> PASSAGE SHOWN:

(New York) – Protecting civilians should be a key priority for the US-led coalition and the Syrian Democratic Forces (SDF) as the Islamic State (also known as ISIS) makes its last territorial stand in Syria, Human Rights Watch said today, based on research in northern Syria and analysis of satellite imagery. Satellite-recorded video taken on the morning of February 20, 2019 shows hundreds of people walking along a small agricultural access road in the town of Baghuz near the Euphrates river.
The UN high commissioner for human rights had warned on February 19 that about 200 families remained trapped in the town and called for their safe passage out. On February 20, journalists saw some of these families evacuating the town. But the US-backed Syrian Democratic Forces spokesperson said that some civilians remain in the pocket of land.
“Civilians leaving Baghuz is a relief but it should not obscure the fact that this battle appears to have been waged without sufficient consideration to their wellbeing,” said Nadim Houry, terrorism/counterterrorism director at Human Rights Watch. “Just because they may be families of ISIS members or sympathized with them does not take away their protected status.”

> EXERCISE 1: According to the passage on Baghuz, how many families did the UN high commissioner for human rights say on February 19 remained trapped in the town?
> EXERCISE 2: Summarize the passage on Baghuz in two sentences.

> SUPPLIED ENTRIES:
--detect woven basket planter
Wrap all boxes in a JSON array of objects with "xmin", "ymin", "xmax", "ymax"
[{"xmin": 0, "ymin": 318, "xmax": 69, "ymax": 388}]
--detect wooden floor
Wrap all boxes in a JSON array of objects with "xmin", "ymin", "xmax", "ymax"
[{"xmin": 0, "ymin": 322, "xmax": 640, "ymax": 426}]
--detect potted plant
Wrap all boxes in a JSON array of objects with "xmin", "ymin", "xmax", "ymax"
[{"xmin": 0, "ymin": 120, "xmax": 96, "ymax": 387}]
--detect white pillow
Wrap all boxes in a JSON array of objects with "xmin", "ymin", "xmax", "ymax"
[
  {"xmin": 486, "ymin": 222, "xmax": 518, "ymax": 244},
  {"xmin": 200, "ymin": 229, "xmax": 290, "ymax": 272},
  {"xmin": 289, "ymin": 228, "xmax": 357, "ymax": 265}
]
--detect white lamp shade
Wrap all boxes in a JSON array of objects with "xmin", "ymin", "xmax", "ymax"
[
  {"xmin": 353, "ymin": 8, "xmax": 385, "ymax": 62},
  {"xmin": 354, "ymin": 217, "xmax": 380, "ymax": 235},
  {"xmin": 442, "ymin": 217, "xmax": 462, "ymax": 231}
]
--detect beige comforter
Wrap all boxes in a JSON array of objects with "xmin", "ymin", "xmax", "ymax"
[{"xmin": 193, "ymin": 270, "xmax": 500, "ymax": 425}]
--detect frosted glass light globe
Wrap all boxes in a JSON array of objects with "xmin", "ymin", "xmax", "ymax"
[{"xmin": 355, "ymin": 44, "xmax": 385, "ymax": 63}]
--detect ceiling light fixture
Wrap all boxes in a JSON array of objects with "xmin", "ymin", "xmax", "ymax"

> ANSWER AREA 1: About 200 families.

> ANSWER AREA 2: Human Rights Watch said protecting civilians should be a key priority for the US-led coalition and the Syrian Democratic Forces as ISIS makes its last territorial stand in Syria, and satellite-recorded video from February 20, 2019 showed hundreds of people walking along a road in Baghuz. Journalists saw some families evacuating after a UN warning that about 200 families remained trapped, but the SDF said some civilians remain, and Nadim Houry of Human Rights Watch said the battle appeared to have been waged without sufficient consideration for their wellbeing.